Return the listing beneath precisely, with every line intact.

__ENTRIES PROVIDED__.
____

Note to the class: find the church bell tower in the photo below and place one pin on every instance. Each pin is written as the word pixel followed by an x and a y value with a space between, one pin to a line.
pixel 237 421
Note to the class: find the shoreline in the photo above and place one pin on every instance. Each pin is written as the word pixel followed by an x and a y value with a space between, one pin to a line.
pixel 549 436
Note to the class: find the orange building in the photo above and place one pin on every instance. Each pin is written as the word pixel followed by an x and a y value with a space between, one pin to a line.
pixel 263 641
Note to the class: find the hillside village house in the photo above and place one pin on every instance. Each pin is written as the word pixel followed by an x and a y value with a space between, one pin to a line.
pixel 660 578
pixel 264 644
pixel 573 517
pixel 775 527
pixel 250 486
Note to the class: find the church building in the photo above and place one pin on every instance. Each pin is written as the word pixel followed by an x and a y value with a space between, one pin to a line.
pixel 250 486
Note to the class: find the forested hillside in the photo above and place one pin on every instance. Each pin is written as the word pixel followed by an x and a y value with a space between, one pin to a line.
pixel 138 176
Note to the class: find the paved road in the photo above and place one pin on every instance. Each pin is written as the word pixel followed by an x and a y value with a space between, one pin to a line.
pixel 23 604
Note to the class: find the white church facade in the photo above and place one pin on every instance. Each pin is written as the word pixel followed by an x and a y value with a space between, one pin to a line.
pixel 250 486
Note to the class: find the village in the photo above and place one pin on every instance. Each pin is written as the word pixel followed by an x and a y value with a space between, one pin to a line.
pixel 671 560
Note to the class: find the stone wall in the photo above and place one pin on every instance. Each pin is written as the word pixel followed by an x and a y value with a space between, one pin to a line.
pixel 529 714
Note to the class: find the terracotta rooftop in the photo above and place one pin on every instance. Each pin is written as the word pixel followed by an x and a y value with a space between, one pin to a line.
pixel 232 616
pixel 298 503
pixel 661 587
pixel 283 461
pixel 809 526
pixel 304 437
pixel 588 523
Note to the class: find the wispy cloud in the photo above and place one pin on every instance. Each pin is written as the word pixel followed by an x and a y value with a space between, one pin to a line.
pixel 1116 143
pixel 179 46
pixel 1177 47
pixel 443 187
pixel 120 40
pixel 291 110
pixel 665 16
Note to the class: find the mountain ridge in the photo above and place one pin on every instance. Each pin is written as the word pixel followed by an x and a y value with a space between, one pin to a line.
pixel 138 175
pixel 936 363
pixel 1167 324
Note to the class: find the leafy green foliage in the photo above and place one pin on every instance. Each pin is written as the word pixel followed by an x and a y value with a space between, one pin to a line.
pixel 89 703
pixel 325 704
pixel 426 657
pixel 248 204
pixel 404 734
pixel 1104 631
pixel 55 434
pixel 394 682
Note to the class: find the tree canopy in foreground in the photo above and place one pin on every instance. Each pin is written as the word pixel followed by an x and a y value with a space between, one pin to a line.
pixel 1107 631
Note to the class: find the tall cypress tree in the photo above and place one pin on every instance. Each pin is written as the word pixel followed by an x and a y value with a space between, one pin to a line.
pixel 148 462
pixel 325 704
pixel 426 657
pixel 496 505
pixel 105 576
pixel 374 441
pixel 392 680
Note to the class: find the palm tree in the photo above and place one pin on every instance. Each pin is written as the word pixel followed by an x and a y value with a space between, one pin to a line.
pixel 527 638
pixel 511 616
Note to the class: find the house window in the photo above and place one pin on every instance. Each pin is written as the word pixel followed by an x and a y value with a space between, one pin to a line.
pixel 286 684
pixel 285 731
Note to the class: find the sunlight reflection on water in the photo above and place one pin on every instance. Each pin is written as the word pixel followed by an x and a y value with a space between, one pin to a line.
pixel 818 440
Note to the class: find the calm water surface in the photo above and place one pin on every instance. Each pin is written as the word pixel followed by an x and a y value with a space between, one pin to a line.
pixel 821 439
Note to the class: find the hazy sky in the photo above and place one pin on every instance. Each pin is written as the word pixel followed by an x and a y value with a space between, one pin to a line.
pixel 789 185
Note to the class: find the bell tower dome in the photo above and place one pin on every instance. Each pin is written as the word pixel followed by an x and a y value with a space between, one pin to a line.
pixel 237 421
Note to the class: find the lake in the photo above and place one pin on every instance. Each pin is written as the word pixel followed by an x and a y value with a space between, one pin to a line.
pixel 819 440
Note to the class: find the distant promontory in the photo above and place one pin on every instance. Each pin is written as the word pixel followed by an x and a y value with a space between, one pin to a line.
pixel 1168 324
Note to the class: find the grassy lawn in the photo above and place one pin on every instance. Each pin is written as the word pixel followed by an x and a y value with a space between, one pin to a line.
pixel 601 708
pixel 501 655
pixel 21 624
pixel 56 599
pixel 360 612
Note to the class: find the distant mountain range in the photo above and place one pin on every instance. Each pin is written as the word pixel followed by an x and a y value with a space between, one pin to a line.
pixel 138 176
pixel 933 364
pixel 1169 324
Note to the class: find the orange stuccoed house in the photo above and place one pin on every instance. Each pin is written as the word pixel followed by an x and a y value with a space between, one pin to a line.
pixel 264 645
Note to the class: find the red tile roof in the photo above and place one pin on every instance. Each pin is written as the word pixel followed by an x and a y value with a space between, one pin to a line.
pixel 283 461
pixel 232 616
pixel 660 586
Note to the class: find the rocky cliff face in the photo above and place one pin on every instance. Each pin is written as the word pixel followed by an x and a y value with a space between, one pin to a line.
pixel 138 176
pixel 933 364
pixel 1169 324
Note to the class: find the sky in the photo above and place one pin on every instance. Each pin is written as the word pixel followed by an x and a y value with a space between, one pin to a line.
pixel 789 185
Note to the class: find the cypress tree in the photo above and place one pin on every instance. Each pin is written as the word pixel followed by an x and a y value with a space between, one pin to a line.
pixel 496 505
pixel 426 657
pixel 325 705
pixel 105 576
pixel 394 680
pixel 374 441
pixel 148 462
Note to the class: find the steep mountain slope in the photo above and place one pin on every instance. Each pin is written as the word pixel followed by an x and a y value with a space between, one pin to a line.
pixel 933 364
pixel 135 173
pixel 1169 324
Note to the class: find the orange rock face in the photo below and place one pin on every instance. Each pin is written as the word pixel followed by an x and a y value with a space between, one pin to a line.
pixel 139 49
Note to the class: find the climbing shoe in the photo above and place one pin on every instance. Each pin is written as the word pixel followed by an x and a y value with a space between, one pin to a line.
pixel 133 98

____

__ANSWER TO THE PROBLEM__.
Note to the class: find the church bell tower in the photo below and place one pin on every instance. Each pin is written as the word pixel followed by an x and a y value with a space between, one pin to a line.
pixel 237 421
Note to the class: find the shoreline in the photo above and place one pin on every instance. Each pin is written as the word pixel followed by an x and a y value with a space between, one pin to a line.
pixel 549 436
Note to the class: find the orange building in the photo above and place one pin on every instance. Each pin is written as the word pixel followed by an x and a y value with a space between, one pin to a line.
pixel 263 641
Note to the class: find the hillside village house in the photo above and place one pin on every instance. Each pin is written as the word pixel followed by an x and a y value with a space between, one pin to a line.
pixel 660 578
pixel 264 644
pixel 573 517
pixel 775 527
pixel 250 486
Note to the class: find the church building in the photo above and place one pin on every instance. Each pin is written as the word pixel followed by an x and a y value with a space between, one pin to a line.
pixel 250 486
Note to the class: find the forested hillside in the photo above and place one pin on every instance. Each pin is written as the word pixel followed by an x and a y value with a space between, one pin to a line.
pixel 138 176
Note to the class: find the paved road in the photo above and place one pin on every instance. Each pin is written as the word pixel followed by an x and a y value with a space between, one pin to a line.
pixel 23 604
Note to the class: find the white church facade in the photo above and place one pin on every instance. Each pin is written as the word pixel followed by an x and a y value with a space between, one pin to a line.
pixel 250 486
Note to the class: find the village in the photo above and place one pin on every instance. Each pin is written as the word pixel followed by an x and a y value with a space between, one pin to a line.
pixel 671 560
Note to the class: find the stone wall in the photo above and place one pin on every instance. Each pin is written as the word pixel followed by an x and a y value with a space between, one pin to a line.
pixel 529 714
Note to the class: find the terracotta rooftop in the photo above and place one pin on every instance. Each pin is written as the word pixel followed by an x and a y value with a space between, one pin to a line.
pixel 232 616
pixel 298 503
pixel 661 587
pixel 283 461
pixel 809 526
pixel 304 437
pixel 588 523
Note to the class: find the wispy cloud in the photo above and place one pin on every instance. Each pin is written as the word pixel followed by an x and a y value with a space between, one pin to a line.
pixel 1116 143
pixel 179 46
pixel 1177 47
pixel 443 187
pixel 120 40
pixel 291 110
pixel 665 16
Note to the class: find the mountain ridge in the photo above and place one pin on every instance. Each pin is written as the word pixel followed by an x and a y value with a space between, one pin to a line.
pixel 138 175
pixel 936 363
pixel 1167 324
Note to the class: find the leafy green foliage in the photo above and place one pin on every instance. Each pin is written as the word pixel followed by an x and a y value with a space between, one pin to a line.
pixel 89 703
pixel 325 704
pixel 426 657
pixel 248 204
pixel 404 734
pixel 1104 631
pixel 55 434
pixel 394 682
Note to the class: find the tree canopy in foreground in the photo above and place one pin on every instance. Each pin is written as the word pixel followed by an x and a y value with a space between, one pin to a line.
pixel 1107 631
Note to the class: find the tall cypress tree in the photo above and place one pin on every instance. Each pin is written as the word pixel followed by an x and a y value with a space between, one pin to a line.
pixel 148 462
pixel 325 704
pixel 426 657
pixel 496 505
pixel 105 576
pixel 374 441
pixel 392 680
Note to the class: find the palm tree in the photo above and place one pin on every instance. Each pin is written as the word pixel followed by an x and a y value with a space between, one pin to a line.
pixel 527 638
pixel 511 616
Note to the class: find the house window in the photo above and place one pin on every instance. Each pin is written as the word pixel followed by an x and a y value with a space between, one pin to a line.
pixel 286 684
pixel 285 731
Note to the class: find the sunlight reflection on water in the photo above and place one pin on every instance. Each pin is written as the word pixel followed by an x and a y value with a space between, one pin to a line.
pixel 818 440
Note to the class: find the calm water surface in the photo above and place one pin on every instance. Each pin is written as the word pixel followed by an x and a y value with a space between, one pin to a line.
pixel 821 439
Note to the class: find the hazy sky in the photo above and place one pin on every instance. Each pin is written as the word pixel followed by an x and a y value with a space between, one pin to a line.
pixel 789 185
Note to the class: find the bell tower dome in the photo above and place one pin on every instance. Each pin is written as the word pixel followed by an x and a y value with a space between, one pin to a line.
pixel 237 421
Note to the class: find the lake in the photo above and place one pin on every instance. Each pin is written as the word pixel followed by an x and a y value with a space between, one pin to a line.
pixel 819 440
Note to the class: find the distant promontory in the photo above and place one pin on every instance. Each pin is written as the word pixel followed by an x and a y value with a space between, one pin to a line.
pixel 1168 324
Note to the class: find the grassy lawn in the photo above and place one pin on every instance. Each pin is written as the word pixel followed by an x and a y value with a space between, one pin to a line.
pixel 601 708
pixel 501 655
pixel 21 624
pixel 56 599
pixel 360 612
Note to the class: find the distant mountain range in the photo above and place one pin on every instance. Each pin is written as the word pixel followed by an x and a y value with a space between, one pin to a line.
pixel 138 176
pixel 933 364
pixel 1169 324
Note to the class: find the orange stuccoed house in the photo above and place one pin on every instance. Each pin is written as the word pixel followed by an x and a y value with a space between, one pin to a line.
pixel 264 645
Note to the class: find the red tile roof in the photo above and place one pin on every instance. Each pin is written as the word pixel followed by an x and a y value with a space between, one pin to a line.
pixel 283 461
pixel 232 616
pixel 660 586
Note to the class: find the rocky cliff face in the photo above and place one pin on every instance. Each pin is written as the word pixel followed by an x and a y value with a space between, one pin to a line.
pixel 138 176
pixel 933 364
pixel 1169 324
Note to the class: find the sky in the photo above and place one pin on every instance. Each pin is written as the word pixel followed by an x and a y value with a space between, one pin to a line.
pixel 789 185
Note to the class: find the cypress tree in the photo above and place one pin on every instance. Each pin is written as the word pixel followed by an x and a y value with a space between, one pin to a line.
pixel 496 505
pixel 426 657
pixel 325 705
pixel 105 576
pixel 394 680
pixel 374 441
pixel 148 462
Note to the class: find the steep mountain slope in the photo above and place one pin on every instance. Each pin is written as the word pixel followed by an x and a y value with a space between, one pin to a line.
pixel 933 364
pixel 135 173
pixel 1169 324
Note to the class: find the orange rock face in the photo below and place one pin on every instance. Each pin is written as the word pixel followed by an x and a y value with a space between, one pin to a line.
pixel 139 49
Note to the class: find the climbing shoe in the photo above and place one pin on every instance. Each pin is written as the word pixel followed by an x and a y value with a space between, one pin to a line.
pixel 133 98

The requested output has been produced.